━━━ Extracted records

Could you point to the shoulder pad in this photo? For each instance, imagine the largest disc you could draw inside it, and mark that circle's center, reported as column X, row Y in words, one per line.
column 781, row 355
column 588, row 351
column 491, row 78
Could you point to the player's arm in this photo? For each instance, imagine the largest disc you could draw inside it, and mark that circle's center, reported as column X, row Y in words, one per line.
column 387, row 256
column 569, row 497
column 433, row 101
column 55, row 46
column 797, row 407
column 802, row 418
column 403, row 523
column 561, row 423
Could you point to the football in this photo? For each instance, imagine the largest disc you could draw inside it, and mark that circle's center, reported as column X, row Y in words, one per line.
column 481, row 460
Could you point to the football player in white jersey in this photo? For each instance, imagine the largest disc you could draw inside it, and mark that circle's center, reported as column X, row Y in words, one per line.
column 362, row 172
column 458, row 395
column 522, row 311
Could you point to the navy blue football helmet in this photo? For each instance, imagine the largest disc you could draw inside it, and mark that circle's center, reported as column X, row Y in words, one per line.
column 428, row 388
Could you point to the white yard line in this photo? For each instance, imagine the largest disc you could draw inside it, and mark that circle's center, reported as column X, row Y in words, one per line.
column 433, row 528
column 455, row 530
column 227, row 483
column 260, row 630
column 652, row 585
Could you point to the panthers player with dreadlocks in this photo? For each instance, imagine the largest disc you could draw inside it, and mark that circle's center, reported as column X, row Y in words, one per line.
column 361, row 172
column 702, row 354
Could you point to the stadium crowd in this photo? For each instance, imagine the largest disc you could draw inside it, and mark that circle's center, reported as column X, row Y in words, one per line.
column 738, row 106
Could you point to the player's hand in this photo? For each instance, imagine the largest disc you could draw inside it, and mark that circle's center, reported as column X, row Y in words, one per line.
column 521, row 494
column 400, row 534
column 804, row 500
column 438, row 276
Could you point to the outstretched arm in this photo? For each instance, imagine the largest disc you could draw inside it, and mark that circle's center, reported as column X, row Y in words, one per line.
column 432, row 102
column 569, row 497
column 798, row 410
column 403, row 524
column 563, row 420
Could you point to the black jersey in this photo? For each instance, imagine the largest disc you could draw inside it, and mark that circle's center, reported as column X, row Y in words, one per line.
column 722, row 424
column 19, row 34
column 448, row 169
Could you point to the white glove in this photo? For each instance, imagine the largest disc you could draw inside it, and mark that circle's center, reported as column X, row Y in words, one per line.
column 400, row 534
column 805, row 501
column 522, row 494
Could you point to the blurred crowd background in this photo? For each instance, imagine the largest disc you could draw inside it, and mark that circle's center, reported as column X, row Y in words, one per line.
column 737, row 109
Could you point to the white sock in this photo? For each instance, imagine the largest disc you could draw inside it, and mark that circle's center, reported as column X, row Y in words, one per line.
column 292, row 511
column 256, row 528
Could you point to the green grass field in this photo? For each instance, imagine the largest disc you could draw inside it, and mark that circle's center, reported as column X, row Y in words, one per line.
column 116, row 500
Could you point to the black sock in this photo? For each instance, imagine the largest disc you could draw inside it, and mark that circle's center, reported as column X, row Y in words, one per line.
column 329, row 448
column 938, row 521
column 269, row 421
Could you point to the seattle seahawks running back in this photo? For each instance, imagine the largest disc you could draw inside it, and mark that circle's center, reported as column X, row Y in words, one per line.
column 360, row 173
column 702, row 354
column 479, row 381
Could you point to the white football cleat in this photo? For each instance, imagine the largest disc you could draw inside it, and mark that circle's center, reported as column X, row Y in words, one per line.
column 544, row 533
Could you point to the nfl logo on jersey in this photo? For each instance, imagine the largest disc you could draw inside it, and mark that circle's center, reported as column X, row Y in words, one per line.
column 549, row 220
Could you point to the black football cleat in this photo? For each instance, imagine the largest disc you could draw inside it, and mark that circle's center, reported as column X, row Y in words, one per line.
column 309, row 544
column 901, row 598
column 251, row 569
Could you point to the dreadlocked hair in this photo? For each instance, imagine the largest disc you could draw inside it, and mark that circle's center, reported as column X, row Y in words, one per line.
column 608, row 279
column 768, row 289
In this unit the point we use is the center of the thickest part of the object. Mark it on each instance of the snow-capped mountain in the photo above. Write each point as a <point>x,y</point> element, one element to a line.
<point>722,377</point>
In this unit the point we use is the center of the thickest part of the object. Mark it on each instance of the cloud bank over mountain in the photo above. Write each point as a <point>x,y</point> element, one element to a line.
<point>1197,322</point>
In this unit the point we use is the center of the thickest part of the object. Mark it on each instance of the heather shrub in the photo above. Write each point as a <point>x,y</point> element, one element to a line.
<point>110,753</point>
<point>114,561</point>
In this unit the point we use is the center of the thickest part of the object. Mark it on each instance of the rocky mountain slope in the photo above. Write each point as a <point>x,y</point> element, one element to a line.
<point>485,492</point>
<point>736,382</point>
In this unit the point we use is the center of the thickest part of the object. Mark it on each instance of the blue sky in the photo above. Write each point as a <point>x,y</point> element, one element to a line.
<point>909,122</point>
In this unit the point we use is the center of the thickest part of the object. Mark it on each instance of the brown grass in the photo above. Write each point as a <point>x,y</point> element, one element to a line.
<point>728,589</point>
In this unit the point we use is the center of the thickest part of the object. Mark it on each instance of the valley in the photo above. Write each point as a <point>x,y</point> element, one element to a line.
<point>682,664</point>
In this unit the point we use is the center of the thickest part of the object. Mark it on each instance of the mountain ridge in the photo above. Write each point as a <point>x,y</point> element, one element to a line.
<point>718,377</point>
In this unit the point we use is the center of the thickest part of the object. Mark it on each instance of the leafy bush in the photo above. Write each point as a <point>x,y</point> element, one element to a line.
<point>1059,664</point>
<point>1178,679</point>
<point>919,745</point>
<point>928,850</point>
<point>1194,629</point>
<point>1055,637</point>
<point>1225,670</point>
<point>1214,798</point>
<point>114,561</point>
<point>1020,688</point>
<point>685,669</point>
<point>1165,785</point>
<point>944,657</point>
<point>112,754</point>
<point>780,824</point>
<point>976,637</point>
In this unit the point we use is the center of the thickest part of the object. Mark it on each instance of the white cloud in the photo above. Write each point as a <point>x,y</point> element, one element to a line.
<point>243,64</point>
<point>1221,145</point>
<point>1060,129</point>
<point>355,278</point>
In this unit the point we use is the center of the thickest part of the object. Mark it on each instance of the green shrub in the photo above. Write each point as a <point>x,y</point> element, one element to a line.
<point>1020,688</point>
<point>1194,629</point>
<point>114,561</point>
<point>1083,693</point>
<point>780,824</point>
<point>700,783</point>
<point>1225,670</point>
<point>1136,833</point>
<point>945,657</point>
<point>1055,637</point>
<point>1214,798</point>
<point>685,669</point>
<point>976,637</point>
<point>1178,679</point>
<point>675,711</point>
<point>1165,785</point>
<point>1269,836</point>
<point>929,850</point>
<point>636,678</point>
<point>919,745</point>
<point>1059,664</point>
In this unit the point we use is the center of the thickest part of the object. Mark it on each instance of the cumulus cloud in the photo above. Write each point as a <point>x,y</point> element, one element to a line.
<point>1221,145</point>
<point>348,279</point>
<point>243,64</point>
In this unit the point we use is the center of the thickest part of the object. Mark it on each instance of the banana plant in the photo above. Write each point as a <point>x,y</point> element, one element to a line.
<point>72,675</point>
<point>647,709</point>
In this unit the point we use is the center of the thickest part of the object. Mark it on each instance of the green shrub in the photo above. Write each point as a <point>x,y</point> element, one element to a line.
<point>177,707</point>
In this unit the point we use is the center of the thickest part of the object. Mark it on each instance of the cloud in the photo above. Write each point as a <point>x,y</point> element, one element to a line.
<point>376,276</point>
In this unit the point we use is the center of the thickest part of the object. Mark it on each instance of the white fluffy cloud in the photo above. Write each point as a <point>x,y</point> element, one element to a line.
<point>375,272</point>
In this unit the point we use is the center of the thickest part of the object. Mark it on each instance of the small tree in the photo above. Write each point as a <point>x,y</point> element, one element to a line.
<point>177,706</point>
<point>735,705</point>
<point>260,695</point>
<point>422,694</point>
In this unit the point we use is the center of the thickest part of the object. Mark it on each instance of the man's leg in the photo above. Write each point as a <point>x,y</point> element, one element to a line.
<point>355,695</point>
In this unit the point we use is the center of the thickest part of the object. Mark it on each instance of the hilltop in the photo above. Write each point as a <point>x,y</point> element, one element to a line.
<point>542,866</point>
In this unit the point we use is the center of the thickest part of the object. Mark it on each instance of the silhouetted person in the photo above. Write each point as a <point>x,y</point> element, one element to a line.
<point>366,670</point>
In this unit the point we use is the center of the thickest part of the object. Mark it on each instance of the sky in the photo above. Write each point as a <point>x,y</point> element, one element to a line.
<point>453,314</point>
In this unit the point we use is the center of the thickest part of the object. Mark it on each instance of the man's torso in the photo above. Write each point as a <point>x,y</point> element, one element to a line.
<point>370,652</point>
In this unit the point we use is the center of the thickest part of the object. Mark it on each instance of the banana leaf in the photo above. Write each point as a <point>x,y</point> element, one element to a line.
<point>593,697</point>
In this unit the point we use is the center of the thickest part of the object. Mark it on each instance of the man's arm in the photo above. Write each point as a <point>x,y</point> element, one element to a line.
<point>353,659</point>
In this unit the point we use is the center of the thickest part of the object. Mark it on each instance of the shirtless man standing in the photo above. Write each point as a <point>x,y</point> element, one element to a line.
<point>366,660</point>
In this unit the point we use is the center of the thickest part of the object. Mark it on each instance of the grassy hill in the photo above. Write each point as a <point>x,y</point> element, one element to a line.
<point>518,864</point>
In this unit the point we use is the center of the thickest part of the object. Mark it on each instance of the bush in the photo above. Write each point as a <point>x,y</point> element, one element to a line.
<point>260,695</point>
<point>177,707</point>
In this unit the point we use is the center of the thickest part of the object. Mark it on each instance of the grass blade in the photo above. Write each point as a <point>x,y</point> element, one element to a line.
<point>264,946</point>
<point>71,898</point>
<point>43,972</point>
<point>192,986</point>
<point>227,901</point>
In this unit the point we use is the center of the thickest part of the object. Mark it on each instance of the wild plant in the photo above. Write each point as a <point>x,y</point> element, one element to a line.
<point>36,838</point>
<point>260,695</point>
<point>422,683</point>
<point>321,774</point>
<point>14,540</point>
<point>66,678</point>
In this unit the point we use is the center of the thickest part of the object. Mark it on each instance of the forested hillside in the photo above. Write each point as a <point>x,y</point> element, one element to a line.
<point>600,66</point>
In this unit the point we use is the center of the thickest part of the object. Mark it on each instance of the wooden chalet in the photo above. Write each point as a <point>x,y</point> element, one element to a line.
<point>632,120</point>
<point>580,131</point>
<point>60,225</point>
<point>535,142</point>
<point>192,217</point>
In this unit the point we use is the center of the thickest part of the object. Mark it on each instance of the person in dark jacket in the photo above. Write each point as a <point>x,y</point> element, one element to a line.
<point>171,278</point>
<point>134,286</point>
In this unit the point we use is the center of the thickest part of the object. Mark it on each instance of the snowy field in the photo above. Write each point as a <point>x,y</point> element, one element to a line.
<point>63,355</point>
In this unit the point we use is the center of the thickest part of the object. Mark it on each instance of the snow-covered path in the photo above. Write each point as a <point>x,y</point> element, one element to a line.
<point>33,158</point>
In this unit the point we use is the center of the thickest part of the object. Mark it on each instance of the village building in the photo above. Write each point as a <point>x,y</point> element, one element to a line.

━━━━━━

What you have to do: Rewrite everything from the line containing "Could you point to the white football" down to the line containing "column 549, row 220", replacing "jersey" with "uniform" and leaving all else unchanged.

Solution to the problem:
Could you point to the white football cleat in this photo? For each instance, imagine the largest disc you could draw inside it, and mark that circle's center, reported as column X, row Y in words, one per line.
column 544, row 533
Could you point to the nfl logo on uniform in this photo? For each instance, imagine the largest disc you could draw inside it, and mark that circle's center, reported as column X, row Y in words, one per line.
column 549, row 220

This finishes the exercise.